■ PROBLEM DETAILS: Copy the records below verbatim, from their first line through the line that contains "(1286, 176)", including that line.

■ RECORDED DATA:
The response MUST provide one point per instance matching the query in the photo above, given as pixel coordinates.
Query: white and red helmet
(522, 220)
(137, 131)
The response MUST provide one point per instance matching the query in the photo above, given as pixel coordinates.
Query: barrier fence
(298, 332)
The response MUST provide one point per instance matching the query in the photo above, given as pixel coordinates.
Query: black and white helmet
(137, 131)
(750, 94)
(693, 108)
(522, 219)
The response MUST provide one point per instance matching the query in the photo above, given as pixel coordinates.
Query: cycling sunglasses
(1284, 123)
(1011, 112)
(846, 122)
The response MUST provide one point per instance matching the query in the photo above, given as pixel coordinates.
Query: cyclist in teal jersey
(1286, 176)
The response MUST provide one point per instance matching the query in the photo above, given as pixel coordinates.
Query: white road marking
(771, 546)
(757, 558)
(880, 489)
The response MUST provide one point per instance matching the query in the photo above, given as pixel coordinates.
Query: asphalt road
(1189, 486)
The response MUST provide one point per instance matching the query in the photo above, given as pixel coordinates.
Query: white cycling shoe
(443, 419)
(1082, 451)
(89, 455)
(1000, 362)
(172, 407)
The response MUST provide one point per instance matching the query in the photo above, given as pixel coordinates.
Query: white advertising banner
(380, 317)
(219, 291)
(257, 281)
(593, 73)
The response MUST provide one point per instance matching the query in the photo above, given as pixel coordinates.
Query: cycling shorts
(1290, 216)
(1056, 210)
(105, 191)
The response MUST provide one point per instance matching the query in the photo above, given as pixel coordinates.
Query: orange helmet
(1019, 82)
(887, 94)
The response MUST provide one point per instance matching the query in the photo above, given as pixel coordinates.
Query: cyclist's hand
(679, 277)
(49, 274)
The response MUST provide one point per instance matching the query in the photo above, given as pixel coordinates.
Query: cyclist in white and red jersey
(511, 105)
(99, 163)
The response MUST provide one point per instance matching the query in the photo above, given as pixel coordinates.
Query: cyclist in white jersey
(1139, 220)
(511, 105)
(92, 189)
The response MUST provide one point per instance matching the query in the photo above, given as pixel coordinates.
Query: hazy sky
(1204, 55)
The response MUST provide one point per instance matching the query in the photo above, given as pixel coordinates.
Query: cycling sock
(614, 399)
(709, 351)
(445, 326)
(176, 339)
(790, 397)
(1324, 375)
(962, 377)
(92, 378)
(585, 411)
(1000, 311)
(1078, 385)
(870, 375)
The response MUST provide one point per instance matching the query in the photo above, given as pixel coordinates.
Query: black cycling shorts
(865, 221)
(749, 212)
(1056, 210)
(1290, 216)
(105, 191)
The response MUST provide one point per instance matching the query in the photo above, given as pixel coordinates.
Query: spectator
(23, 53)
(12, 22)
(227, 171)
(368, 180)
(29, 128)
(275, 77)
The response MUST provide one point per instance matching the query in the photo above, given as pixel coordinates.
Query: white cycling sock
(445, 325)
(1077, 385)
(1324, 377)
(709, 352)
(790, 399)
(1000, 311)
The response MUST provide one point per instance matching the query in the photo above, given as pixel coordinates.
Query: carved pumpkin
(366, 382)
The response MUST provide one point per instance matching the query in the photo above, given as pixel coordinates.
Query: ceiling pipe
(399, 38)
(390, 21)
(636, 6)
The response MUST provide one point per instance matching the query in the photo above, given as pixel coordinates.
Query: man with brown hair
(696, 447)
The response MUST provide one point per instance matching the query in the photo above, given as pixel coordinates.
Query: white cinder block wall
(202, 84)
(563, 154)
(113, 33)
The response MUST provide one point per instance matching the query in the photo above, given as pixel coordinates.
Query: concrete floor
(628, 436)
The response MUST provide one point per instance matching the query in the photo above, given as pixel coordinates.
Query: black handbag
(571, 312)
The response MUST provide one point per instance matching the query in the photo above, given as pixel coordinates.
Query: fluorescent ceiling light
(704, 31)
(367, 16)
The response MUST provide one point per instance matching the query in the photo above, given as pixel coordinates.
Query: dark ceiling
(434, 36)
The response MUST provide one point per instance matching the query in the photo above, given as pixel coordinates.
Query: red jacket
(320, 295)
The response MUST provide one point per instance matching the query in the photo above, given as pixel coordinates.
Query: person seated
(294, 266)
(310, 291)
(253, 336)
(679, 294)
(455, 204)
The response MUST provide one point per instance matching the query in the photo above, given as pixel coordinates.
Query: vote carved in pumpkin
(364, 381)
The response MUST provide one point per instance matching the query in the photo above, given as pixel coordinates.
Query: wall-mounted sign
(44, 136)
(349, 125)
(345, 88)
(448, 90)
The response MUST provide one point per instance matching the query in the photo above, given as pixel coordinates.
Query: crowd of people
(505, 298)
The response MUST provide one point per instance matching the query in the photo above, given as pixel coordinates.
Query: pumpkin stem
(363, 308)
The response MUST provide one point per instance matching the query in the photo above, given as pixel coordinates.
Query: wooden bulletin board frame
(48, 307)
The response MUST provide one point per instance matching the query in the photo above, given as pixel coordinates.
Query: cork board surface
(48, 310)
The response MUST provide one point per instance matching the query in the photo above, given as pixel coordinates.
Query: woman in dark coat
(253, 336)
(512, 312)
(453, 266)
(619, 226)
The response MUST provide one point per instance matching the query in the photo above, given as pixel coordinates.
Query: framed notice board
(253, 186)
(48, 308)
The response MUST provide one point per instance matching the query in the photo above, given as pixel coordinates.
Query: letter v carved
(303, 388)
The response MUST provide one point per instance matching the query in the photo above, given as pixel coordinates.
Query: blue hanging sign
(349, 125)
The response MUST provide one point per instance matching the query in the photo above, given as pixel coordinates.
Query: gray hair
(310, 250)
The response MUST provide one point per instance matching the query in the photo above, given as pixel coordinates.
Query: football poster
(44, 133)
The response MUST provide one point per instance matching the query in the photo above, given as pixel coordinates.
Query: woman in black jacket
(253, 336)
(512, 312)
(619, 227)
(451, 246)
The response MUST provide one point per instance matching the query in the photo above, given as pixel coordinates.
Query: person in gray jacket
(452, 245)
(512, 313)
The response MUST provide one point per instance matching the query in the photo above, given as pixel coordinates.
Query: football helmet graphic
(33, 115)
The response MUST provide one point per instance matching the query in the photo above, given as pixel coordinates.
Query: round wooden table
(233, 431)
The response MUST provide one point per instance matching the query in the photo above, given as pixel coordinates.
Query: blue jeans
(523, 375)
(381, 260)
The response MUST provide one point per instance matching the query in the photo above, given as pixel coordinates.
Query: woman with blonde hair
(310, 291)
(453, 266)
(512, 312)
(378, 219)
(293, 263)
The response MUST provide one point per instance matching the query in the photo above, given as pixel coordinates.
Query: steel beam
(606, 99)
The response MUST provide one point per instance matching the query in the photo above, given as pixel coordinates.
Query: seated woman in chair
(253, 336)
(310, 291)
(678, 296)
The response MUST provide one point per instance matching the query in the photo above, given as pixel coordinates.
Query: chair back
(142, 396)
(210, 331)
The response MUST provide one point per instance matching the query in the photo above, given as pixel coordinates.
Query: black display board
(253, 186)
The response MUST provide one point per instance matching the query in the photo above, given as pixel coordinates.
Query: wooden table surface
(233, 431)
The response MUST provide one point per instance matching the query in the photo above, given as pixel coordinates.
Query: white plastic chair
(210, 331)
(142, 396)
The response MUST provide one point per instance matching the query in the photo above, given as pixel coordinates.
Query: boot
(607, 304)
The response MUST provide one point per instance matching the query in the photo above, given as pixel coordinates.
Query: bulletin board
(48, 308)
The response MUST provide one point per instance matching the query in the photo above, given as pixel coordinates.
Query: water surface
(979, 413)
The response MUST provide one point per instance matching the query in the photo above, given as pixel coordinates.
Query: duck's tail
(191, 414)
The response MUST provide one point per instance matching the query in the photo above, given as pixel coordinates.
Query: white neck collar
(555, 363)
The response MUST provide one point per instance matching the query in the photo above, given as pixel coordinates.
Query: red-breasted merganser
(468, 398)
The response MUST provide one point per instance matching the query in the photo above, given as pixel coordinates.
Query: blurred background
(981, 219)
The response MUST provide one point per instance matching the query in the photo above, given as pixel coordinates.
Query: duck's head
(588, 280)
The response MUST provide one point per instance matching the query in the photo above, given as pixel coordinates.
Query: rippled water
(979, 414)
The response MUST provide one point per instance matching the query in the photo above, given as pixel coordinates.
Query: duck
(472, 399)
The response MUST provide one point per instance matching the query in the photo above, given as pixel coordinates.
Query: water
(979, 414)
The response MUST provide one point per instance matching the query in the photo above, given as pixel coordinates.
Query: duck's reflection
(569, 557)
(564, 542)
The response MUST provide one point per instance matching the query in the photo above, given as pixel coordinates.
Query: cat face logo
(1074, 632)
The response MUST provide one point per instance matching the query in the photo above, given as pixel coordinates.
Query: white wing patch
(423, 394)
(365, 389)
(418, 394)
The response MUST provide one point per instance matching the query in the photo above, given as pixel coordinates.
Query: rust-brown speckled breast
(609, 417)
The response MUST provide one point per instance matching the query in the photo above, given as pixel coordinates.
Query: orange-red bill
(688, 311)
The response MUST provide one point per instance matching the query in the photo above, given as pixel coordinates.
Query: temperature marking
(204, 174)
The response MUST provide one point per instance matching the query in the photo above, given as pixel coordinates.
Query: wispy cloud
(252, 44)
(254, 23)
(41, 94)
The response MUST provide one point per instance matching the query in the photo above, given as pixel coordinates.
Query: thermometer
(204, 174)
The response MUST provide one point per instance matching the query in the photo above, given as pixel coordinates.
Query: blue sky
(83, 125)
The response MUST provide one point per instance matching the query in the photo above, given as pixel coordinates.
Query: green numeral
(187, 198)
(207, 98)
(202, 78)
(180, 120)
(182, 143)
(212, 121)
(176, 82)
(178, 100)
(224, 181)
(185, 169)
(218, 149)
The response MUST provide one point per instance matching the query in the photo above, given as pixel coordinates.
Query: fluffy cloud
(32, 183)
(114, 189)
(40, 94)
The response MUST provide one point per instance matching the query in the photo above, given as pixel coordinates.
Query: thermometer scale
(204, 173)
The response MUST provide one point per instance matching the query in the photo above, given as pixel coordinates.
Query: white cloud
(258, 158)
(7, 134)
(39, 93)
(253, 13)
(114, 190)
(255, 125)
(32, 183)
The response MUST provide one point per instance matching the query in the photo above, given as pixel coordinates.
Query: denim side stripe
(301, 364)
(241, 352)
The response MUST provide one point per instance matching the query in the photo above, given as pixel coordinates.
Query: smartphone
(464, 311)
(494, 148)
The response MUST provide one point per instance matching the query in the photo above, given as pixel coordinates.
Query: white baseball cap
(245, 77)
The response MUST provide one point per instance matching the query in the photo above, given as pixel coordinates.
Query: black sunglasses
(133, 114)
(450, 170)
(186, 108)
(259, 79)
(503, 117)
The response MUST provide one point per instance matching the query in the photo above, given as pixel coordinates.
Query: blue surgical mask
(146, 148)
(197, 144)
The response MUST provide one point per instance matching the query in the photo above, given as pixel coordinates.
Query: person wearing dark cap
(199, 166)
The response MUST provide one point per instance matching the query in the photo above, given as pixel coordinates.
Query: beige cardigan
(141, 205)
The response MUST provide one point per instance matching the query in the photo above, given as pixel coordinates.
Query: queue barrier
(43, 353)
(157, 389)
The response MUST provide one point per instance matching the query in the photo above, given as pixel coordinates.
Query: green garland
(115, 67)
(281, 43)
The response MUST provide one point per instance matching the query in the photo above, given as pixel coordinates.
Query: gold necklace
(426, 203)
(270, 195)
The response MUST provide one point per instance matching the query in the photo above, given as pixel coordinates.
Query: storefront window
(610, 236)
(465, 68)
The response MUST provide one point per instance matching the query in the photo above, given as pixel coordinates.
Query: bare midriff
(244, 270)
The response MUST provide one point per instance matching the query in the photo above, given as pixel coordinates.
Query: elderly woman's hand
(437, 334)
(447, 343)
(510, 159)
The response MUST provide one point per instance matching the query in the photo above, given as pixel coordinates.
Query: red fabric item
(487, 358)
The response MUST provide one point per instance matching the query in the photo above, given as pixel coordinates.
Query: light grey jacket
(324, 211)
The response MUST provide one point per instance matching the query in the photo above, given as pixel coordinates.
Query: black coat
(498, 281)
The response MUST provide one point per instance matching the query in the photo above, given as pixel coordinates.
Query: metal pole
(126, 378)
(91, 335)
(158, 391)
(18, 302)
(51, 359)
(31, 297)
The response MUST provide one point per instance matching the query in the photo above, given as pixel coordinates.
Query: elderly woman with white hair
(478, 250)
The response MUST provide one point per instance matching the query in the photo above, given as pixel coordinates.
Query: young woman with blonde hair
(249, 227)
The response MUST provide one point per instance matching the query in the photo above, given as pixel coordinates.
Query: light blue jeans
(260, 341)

■ FINAL ANSWER:
The response MUST provide one point per instance matching the query in the photo above, given as pixel coordinates.
Query: white and red helmet
(522, 220)
(137, 131)
The response MUST provide one point per instance matching the query in the photo above, given as pixel coordinates.
Query: barrier fence
(298, 332)
The response MUST provide one point per instance matching the query in the photo above, given as pixel coordinates.
Query: black and white helmet
(137, 131)
(750, 94)
(693, 108)
(522, 219)
The response MUST provide one point per instance matching the query in the photo above, given as pixel coordinates.
Query: cycling sunglasses
(1284, 123)
(1011, 112)
(846, 122)
The response MUST provide one point per instance matching the query in the photo above, given as pixel coordinates.
Query: cyclist in teal jersey
(1286, 176)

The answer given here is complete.